━━━ Document segment
A wide range of video sender technologies exist, including analogue wireless (radio), digital wireless (spread-spectrum, Wi-Fi, ultra-wideband) and digital wired (power-line communication). Other, less common, technologies also exist, such as those that use existing Ethernet networks.

A typical video sender kit containing a transmitter, receiver, magic eye and a remote control to select the input.

Video senders have been a frequent cause of RF interference, particularly with car key fobs.

==Overview==
Typical video sender applications include the transmission of television audio and video signals from a lounge to a bedroom or from a CCTV camera to a display, as well as interconnecting appliances with audio, video and Internet Protocol (IP) requirements.

Most video sender systems will consist of three separate components, a transmitter, a receiver and a remote control relay (also known as a magic eye or IR blaster). The transmitter is responsible for transmitting or broadcasting a connected audio-video device, while the receiver outputs that transmitted audio-video signal to a connected television. The remote control relay permits infrared remote controls to operate the equipment whose output is being transmitted.
━━━━━━
> **Prompt 1**
Output the lines of the records from the one containing "mark: baseball player in" through the end of the records, inclusive, as a JSON list of strings with one string per line, leaving out blank lines and the pictures.
The passage on video senders has no connection to the records that follow it.
━━━ Records supplied
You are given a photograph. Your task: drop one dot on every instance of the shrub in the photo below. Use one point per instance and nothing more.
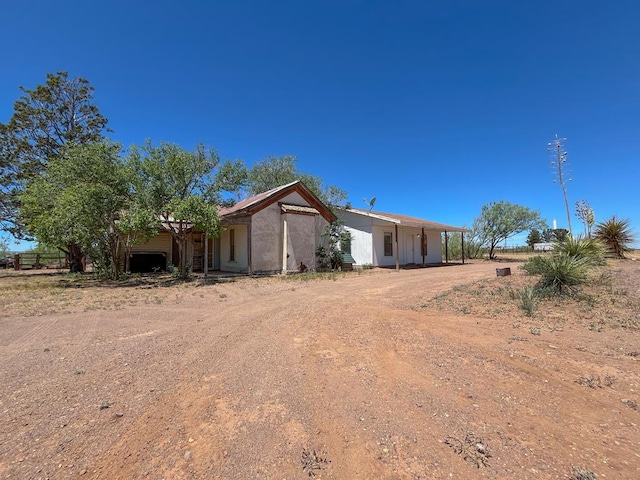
(591, 249)
(528, 300)
(559, 273)
(616, 235)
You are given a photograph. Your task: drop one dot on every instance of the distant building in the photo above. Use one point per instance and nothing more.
(543, 247)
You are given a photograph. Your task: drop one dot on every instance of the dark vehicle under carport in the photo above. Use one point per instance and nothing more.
(147, 262)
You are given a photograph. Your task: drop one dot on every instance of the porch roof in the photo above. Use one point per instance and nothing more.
(404, 220)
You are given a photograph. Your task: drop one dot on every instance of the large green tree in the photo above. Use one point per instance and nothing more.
(45, 119)
(77, 202)
(499, 221)
(179, 187)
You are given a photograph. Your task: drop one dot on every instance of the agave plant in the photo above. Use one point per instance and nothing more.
(562, 273)
(591, 249)
(616, 235)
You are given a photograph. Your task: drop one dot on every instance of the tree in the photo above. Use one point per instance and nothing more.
(179, 188)
(45, 119)
(559, 162)
(616, 234)
(534, 237)
(272, 172)
(75, 205)
(501, 220)
(586, 214)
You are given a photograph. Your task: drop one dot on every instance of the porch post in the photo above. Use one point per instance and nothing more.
(422, 245)
(284, 243)
(397, 252)
(446, 247)
(206, 255)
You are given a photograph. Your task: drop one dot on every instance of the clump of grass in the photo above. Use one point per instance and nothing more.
(592, 250)
(528, 300)
(580, 473)
(558, 273)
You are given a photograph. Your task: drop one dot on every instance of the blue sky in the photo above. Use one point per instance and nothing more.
(433, 107)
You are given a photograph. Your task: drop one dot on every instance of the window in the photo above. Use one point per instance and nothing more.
(388, 244)
(232, 245)
(345, 245)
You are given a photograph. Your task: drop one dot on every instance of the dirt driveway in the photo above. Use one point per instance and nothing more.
(352, 378)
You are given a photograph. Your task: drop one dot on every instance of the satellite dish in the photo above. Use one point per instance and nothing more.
(370, 202)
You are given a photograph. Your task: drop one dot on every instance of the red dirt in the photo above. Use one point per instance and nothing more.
(360, 377)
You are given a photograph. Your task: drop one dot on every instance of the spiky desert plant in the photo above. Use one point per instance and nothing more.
(616, 234)
(559, 273)
(591, 249)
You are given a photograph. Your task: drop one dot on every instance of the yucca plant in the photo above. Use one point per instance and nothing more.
(616, 235)
(591, 249)
(559, 273)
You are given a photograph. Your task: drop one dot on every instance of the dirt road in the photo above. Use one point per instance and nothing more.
(352, 378)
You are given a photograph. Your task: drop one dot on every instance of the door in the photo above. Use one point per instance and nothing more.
(409, 249)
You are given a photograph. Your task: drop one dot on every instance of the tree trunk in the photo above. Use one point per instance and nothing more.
(74, 254)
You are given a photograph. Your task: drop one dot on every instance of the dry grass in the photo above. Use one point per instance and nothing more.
(606, 301)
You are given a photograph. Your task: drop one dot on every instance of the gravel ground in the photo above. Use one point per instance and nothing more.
(364, 376)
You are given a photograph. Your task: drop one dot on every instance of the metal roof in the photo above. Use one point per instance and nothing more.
(404, 220)
(256, 203)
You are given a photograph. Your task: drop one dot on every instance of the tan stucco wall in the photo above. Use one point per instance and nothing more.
(302, 238)
(301, 241)
(159, 243)
(241, 260)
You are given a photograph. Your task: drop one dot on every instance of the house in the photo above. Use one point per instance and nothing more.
(277, 231)
(386, 239)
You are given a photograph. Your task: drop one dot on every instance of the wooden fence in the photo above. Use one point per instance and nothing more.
(33, 260)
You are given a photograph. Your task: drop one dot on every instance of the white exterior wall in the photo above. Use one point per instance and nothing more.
(241, 259)
(367, 242)
(434, 246)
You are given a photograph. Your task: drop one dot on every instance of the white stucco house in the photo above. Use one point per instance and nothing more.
(386, 239)
(277, 231)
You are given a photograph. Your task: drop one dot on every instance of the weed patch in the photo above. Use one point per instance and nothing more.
(472, 449)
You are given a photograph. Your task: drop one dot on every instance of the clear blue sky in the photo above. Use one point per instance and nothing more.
(434, 107)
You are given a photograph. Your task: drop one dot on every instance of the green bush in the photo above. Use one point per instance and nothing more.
(559, 273)
(616, 235)
(528, 300)
(590, 249)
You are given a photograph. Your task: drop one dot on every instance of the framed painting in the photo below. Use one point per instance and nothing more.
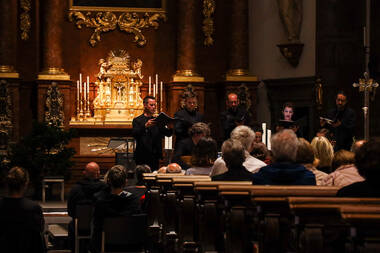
(156, 6)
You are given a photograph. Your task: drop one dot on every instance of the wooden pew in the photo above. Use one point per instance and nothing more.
(272, 227)
(364, 222)
(319, 223)
(186, 214)
(211, 219)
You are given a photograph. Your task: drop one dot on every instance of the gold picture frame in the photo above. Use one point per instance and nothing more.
(152, 6)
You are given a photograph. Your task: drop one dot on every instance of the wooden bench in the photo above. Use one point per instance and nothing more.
(319, 222)
(269, 209)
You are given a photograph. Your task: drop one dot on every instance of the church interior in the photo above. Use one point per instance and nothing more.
(86, 66)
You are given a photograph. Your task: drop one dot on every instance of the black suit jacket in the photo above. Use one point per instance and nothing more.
(148, 140)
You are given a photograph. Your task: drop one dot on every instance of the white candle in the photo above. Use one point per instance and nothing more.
(150, 83)
(264, 126)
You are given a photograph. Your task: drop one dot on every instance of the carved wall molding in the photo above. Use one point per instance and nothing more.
(130, 22)
(54, 105)
(208, 22)
(25, 20)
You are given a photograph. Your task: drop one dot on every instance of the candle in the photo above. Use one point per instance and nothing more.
(269, 139)
(78, 91)
(264, 127)
(150, 83)
(161, 91)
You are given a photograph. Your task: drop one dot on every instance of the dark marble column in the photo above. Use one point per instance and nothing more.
(8, 38)
(238, 53)
(186, 40)
(52, 34)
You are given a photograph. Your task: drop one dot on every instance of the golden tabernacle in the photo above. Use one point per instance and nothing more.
(118, 98)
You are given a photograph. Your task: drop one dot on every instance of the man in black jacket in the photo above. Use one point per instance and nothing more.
(187, 116)
(83, 193)
(343, 122)
(148, 135)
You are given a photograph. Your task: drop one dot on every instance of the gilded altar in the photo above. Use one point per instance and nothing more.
(118, 97)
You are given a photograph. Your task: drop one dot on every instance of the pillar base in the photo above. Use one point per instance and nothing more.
(7, 71)
(53, 74)
(187, 76)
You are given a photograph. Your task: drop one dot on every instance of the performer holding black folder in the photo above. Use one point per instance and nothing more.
(149, 132)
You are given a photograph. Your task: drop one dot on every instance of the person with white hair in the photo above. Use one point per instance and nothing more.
(246, 136)
(284, 170)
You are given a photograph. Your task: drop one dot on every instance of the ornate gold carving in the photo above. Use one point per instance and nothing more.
(5, 115)
(25, 20)
(54, 105)
(53, 74)
(208, 22)
(108, 21)
(118, 99)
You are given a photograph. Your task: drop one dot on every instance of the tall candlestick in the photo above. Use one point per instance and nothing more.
(78, 91)
(150, 84)
(269, 141)
(264, 126)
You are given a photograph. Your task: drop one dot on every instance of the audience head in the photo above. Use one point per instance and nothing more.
(17, 180)
(288, 111)
(189, 102)
(367, 160)
(139, 171)
(92, 170)
(259, 151)
(305, 152)
(245, 135)
(149, 105)
(232, 101)
(284, 146)
(199, 130)
(341, 100)
(342, 157)
(173, 168)
(323, 151)
(204, 153)
(233, 153)
(116, 177)
(357, 144)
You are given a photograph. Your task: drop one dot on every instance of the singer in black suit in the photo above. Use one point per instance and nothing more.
(148, 135)
(343, 123)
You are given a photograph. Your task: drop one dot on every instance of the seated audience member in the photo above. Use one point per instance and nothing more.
(284, 170)
(112, 202)
(171, 168)
(246, 136)
(306, 157)
(185, 146)
(139, 189)
(345, 172)
(324, 152)
(83, 193)
(21, 219)
(260, 152)
(233, 154)
(367, 161)
(204, 155)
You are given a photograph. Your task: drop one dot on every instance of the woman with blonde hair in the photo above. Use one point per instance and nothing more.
(306, 157)
(324, 152)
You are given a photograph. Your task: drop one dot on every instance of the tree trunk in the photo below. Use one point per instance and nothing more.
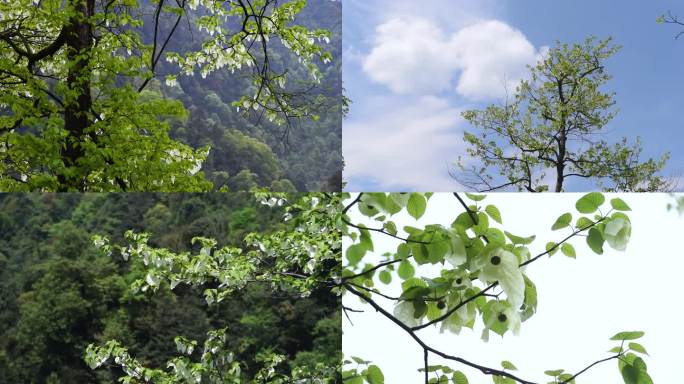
(79, 40)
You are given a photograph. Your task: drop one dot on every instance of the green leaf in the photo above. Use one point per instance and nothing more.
(590, 202)
(459, 378)
(416, 205)
(568, 250)
(494, 213)
(636, 347)
(562, 221)
(630, 374)
(385, 277)
(355, 253)
(629, 335)
(619, 205)
(595, 241)
(374, 375)
(583, 223)
(554, 372)
(406, 270)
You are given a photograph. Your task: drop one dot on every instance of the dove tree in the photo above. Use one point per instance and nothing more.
(299, 261)
(552, 126)
(469, 274)
(81, 104)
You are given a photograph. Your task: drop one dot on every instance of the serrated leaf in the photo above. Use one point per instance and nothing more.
(636, 347)
(385, 277)
(595, 241)
(459, 378)
(590, 202)
(406, 270)
(619, 205)
(474, 197)
(494, 213)
(568, 250)
(374, 375)
(551, 248)
(416, 205)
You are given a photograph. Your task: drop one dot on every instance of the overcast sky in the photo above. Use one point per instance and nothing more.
(411, 67)
(582, 302)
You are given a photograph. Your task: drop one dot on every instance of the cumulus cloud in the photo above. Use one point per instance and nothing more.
(407, 149)
(481, 60)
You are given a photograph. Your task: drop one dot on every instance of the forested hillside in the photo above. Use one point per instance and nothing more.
(160, 96)
(58, 293)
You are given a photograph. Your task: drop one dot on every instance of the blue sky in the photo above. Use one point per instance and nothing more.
(411, 67)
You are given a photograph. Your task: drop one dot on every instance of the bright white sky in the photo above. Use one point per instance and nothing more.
(582, 302)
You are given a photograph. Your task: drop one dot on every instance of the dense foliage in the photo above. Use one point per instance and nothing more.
(101, 95)
(60, 292)
(552, 125)
(470, 275)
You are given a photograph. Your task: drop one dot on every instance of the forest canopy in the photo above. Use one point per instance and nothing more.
(169, 95)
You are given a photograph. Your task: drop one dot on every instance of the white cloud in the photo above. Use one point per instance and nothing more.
(410, 56)
(407, 148)
(414, 55)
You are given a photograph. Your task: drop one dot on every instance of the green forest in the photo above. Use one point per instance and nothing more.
(60, 293)
(170, 96)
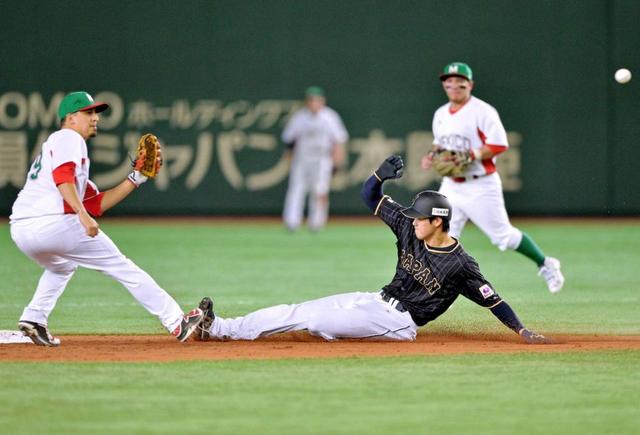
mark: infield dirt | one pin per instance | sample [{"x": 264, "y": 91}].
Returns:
[{"x": 155, "y": 348}]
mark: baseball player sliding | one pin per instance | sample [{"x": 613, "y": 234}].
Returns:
[
  {"x": 52, "y": 222},
  {"x": 315, "y": 138},
  {"x": 468, "y": 135},
  {"x": 432, "y": 270}
]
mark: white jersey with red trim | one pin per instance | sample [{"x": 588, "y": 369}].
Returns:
[
  {"x": 475, "y": 124},
  {"x": 40, "y": 195}
]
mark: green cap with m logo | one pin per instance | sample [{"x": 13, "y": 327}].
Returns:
[{"x": 457, "y": 69}]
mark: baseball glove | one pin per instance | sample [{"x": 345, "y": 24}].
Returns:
[
  {"x": 449, "y": 163},
  {"x": 148, "y": 156}
]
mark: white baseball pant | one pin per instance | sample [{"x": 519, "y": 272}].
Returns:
[
  {"x": 481, "y": 201},
  {"x": 59, "y": 244},
  {"x": 312, "y": 177},
  {"x": 347, "y": 315}
]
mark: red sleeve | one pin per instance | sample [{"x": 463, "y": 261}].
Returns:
[
  {"x": 65, "y": 173},
  {"x": 496, "y": 149},
  {"x": 93, "y": 199}
]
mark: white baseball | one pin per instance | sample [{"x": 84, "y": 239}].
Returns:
[{"x": 623, "y": 75}]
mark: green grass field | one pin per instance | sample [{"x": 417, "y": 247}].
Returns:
[{"x": 248, "y": 266}]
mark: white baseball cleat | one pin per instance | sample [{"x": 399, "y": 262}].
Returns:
[
  {"x": 38, "y": 333},
  {"x": 550, "y": 271}
]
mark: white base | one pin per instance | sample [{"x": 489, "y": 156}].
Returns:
[{"x": 10, "y": 337}]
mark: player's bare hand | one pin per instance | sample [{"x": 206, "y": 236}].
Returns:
[
  {"x": 392, "y": 167},
  {"x": 90, "y": 225},
  {"x": 531, "y": 337}
]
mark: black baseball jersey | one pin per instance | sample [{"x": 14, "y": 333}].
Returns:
[{"x": 428, "y": 280}]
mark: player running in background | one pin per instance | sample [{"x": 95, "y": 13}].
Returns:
[
  {"x": 468, "y": 124},
  {"x": 432, "y": 270},
  {"x": 315, "y": 137},
  {"x": 52, "y": 222}
]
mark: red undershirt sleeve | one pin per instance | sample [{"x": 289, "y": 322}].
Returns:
[
  {"x": 496, "y": 149},
  {"x": 93, "y": 200},
  {"x": 65, "y": 173}
]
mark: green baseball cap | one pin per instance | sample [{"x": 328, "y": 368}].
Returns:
[
  {"x": 457, "y": 69},
  {"x": 79, "y": 101},
  {"x": 314, "y": 91}
]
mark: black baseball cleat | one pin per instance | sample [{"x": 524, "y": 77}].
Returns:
[
  {"x": 206, "y": 305},
  {"x": 190, "y": 323},
  {"x": 38, "y": 333}
]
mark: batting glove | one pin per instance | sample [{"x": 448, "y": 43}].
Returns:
[
  {"x": 137, "y": 178},
  {"x": 392, "y": 167}
]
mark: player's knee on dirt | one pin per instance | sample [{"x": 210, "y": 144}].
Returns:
[{"x": 509, "y": 239}]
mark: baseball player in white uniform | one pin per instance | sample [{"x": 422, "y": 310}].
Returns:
[
  {"x": 468, "y": 124},
  {"x": 315, "y": 137},
  {"x": 52, "y": 222}
]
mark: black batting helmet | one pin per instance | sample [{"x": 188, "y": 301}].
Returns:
[{"x": 429, "y": 203}]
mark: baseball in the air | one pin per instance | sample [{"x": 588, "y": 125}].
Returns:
[{"x": 623, "y": 75}]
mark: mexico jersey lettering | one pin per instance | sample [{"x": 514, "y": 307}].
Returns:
[
  {"x": 40, "y": 195},
  {"x": 314, "y": 133},
  {"x": 428, "y": 279},
  {"x": 475, "y": 124}
]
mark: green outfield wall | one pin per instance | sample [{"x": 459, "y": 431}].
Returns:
[{"x": 216, "y": 80}]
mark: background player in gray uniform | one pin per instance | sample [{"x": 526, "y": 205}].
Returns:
[
  {"x": 432, "y": 271},
  {"x": 315, "y": 136},
  {"x": 470, "y": 126}
]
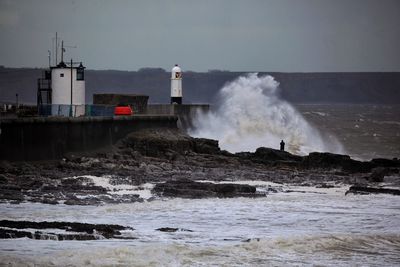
━━━━━━
> **Prompt 2**
Write the next part of the passage on video senders, starting after its last sentence.

> **Written answer 1**
[
  "mark: baseball player in white uniform | one pin per instance | sample [{\"x\": 422, \"y\": 310}].",
  "Returns:",
  "[",
  "  {\"x\": 468, \"y\": 124},",
  "  {\"x\": 315, \"y\": 137},",
  "  {\"x\": 52, \"y\": 222}",
  "]",
  "mark: black batting helmet | one pin per instance | sample [{\"x\": 188, \"y\": 301}].",
  "Returns:",
  "[{\"x\": 429, \"y\": 203}]",
  "mark: baseball in the air | one pin per instance | sample [{\"x\": 588, \"y\": 125}].",
  "Returns:",
  "[{\"x\": 623, \"y\": 75}]",
  "mark: mexico jersey lettering | one pin per instance | sample [{\"x\": 514, \"y\": 307}].",
  "Returns:",
  "[",
  "  {\"x\": 40, \"y\": 195},",
  "  {\"x\": 314, \"y\": 133},",
  "  {\"x\": 428, \"y\": 279},",
  "  {\"x\": 475, \"y\": 124}",
  "]",
  "mark: green outfield wall | one pin per instance | sample [{\"x\": 459, \"y\": 431}].",
  "Returns:",
  "[{\"x\": 216, \"y\": 80}]",
  "mark: background player in gray uniform | one pin per instance | sample [{\"x\": 526, \"y\": 205}].",
  "Returns:",
  "[",
  "  {\"x\": 432, \"y\": 271},",
  "  {\"x\": 315, \"y\": 136},",
  "  {\"x\": 470, \"y\": 126}",
  "]"
]

> **Written answer 2**
As connectivity standards have changed in the television and audio-video markets, so it has in the video sender market, with older models usually featuring SCART and/or composite video and newer models featuring HDMI as their key means of connection to host equipment.

==Analogue Wireless==
Analogue video senders have the advantage of low manufacturing costs as the audio and video signals are simply modulated onto a carrier at 2.4 GHz or 5.8 GHz. They do, however, have the adverse effect of causing reduced bandwidth to local Wi-Fi networks and, in some cases, Wi-Fi networks can cause picture interference on the video sender signal. More information can be found in the article on electromagnetic interference at 2.4 GHz. To avoid this, some video senders now use a spread-spectrum technology and can co-exist with wireless networks and share available bandwidth.

Usually there are four FM transmit channels, A, B, C & D, with stereo audio on and FM subcarriers added to the composite video baseband. These different channels can often be used to overcome the adverse effects of nearby WiFi networks.

The reverse remote control channel is usually fixed at , using whatever modulation is on the to IR remote "carrier". ASK/OOK schemes such as RC5 and RC6 work best over the RF link as the receiver uses a data slicer and AGC designed for ASK/OOK with Manchester encoding.

Analogue wireless video senders can achieve typical operating distances of up to 60 m (clear line of sight) with DVD quality (720x576) video resolution and stereo audio.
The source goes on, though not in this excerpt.